• Extract to read:
In (Kopicki et al., 2016; Arruda et al., 2019), the authors formulate dexterous grasps for a humanoid robot as contacts between the robot’s manipulative links and the object’s surface. Only local surface properties of the object’s geometrics are required to learn the model, such as curvatures on the (local) contact patches. The model learns grasp types but does not encode task-dependent features or physical properties of the objects, and it has only been demonstrated for pick-and-place tasks. For different tasks beyond pick-and-place, the authors enable the possibility of encoding handcrafted loss functions, which requires (a rarely available) insight knowledge by the user on the specific task. In (Stüber et al., 2018; Howard and Zito, 2021), this approach has been extended to enable a robot to make predictions over push operations for novel objects. One-shot learning is utilised for identifying the contacts between the pusher and the object, and between the object and the environment, but an extra motion model needs to be learned from real or simulated experience in order to make the predictions. In practice, the motion models encode the task. Given the initial contact models, motion models are designed as conditional probabilities, following the general idea that making predictions on familiar initial conditions will yield more robust solutions. A few dozens examples are sufficient to learn a motion model for planar push operations since the environment constrains the motion. Such luxury is not available for aerial manipulation, and it would require us to approximate the drone-payload system dynamics to make any prediction.

(Items listed in a dataset)
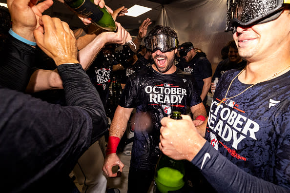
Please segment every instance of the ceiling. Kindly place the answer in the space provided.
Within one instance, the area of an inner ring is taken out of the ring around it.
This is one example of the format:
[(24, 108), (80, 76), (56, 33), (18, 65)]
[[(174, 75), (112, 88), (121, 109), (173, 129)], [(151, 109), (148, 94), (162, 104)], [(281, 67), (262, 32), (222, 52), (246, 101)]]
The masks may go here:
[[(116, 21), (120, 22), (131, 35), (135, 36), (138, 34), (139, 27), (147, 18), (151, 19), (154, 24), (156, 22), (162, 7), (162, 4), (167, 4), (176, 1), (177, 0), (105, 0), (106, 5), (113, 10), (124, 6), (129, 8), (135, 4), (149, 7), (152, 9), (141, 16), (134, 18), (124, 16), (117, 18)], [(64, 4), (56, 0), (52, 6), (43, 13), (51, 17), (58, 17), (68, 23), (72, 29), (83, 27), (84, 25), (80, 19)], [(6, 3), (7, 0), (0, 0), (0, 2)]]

* * *

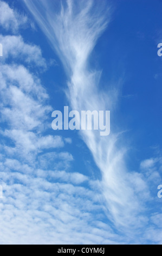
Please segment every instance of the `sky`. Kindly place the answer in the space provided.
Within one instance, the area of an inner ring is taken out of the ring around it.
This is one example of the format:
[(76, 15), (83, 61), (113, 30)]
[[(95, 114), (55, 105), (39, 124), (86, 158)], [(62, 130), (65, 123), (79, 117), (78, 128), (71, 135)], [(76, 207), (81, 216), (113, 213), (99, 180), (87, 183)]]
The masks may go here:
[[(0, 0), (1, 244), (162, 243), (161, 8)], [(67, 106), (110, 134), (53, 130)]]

* * *

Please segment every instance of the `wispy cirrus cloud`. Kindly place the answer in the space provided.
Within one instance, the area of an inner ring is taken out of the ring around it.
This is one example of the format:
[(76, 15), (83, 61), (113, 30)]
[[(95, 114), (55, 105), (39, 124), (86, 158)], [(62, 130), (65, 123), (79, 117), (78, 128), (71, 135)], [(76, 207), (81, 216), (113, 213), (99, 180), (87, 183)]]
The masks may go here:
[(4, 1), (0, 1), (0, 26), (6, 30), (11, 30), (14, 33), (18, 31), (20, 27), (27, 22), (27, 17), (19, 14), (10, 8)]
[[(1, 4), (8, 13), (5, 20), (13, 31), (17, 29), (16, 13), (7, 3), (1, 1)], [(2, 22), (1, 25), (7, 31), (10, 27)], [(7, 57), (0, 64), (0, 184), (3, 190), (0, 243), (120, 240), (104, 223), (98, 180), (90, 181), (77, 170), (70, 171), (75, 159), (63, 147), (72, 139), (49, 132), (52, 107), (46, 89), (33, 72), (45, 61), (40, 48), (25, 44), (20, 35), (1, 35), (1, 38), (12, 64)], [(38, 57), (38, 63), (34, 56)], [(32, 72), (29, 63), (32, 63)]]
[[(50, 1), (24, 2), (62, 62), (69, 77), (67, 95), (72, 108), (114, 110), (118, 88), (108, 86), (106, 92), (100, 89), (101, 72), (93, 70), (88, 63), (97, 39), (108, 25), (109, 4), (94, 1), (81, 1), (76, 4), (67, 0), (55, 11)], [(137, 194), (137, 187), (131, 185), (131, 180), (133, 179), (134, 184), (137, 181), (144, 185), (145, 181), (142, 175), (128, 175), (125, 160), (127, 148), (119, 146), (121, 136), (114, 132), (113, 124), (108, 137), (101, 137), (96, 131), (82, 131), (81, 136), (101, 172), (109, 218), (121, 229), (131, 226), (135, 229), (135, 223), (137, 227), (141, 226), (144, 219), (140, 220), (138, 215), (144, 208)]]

• Goal: Please sum up the passage on robot grasp and push models in two sentences.

• Response: A model of dexterous grasps for a humanoid robot learns from local surface properties of an object, such as curvatures on contact patches, but it encodes no task-dependent features or physical properties and has only been demonstrated for pick-and-place tasks. An extension of this approach lets a robot predict push operations on novel objects, but it needs an extra motion model learned from experience; a few dozen examples suffice for planar pushing, whereas aerial manipulation would require approximating the drone-payload system dynamics.